Who Supports Lowering BAC to .05?

  1. 63% of Americans (AAA Foundation 2005)
  2. National Transportation Safety Board
  3. Utah Highway Patrol
  4. Utah Department of Transportation
  5. Utah Commission on Criminal and Juvenile Justice
  6. Utah Medical Association
  7. Utah County Sheriff James Tracy
  8. Utah Sheriffs Association
  9. Sutherland Institute
  10. The American Medical Association
  11. Utah PTA
  12. Utah State Fire Marshall
  13. World Health Organization
  14. Steven L. Garside, DUI Prosecutor
  15. Association for the Advancement of Automotive Medicine
  16. National Safety Council
  17. Utah Substance Abuse Advisory Council (USAAV)
  18. Utah Council on Victims of Crime
  19. Family Policy Resource
  20. Stephen Letendre, Substance Abuse Prevention Specialist
  21. Advocates for Highway and Auto Safety

"We don't want to stop people from drinking. We want to stop people from dying."

I wanted to thank USAAV for supporting the HB 155. Too often policy decisions are made without examining the logic and research that is available. Reducing the legal BAC is a proven measure to prevent problems, injury and death in our state, and to send a clearer message to citizens (especially youth) that alcohol causes impairment. That's why I think this bill is important, and I'm grateful for your efforts in helping the committee to see this.

— Behavioral Health Provider

If officers observe enough clues after doing SFSTs that previously were sufficient to believe the person was above a .08, then they would still have probable cause that the person would be above a .05. If their testimony is that the clues were not tied to a BAC, but to “impairment” then a change in the threshold BAC should not change their testimony.

The same applies at trial, if the officer is on the stand and testifies that the tests have been validated at .08, and the defendant “failed” the tests, in the real world, .08 is always higher than .05...

Prosecutors and law enforcement need to explain how even that low of a BAC affects the brain and is dangerous.

— Utah Prosecutor

Would Changing the Legal Blood Alcohol Levels Save Lives?

Yes. The research is very clear on this.

As all of us know, too often policy decisions are made without examining the logic and research that is available...

The real question is whether or not lowering the legal BAC will reduce problems and save lives. The research makes it very clear that it has, it does and it will continue to do so, and it’s important that we allow this research to inform our policies, rather than basing them off of culture and politics.

-=-=-=-=-

(AIM OF THE EXERCISE) According to the text on lowering BAC to .05, what share of Americans supports the change? The material that follows comes from a different source than the text about lowering the legal BAC.

-=-=-=-=-

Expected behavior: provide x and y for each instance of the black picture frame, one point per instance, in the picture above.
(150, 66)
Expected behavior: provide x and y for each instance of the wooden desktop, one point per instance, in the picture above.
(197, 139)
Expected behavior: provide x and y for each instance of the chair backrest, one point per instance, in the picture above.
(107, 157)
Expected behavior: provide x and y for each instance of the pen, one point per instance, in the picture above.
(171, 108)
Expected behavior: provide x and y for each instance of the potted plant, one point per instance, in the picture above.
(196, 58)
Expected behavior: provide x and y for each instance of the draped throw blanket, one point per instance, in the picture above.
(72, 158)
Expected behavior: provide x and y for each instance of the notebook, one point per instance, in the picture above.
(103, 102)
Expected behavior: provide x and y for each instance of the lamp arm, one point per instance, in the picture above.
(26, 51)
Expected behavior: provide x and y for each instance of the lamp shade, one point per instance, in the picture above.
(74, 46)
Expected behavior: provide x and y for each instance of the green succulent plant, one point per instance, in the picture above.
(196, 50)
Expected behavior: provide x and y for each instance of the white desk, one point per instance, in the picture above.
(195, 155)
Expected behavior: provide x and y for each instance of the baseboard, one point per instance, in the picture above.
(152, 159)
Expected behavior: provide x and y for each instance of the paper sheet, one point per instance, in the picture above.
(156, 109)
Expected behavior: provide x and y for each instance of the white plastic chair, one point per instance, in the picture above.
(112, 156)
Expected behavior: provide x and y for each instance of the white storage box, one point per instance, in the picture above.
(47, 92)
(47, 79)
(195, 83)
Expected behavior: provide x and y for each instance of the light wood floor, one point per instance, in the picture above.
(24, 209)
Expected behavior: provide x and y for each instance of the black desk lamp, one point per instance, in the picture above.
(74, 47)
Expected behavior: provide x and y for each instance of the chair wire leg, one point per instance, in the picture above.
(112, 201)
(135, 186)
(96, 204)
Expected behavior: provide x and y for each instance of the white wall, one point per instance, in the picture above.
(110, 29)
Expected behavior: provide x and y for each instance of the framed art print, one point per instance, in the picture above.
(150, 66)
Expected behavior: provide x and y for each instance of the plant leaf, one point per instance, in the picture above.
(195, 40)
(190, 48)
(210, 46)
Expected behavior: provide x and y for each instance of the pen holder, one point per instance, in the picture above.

-=-=-=-=-

(ANSWER SPACE) 63% of Americans (AAA Foundation 2005).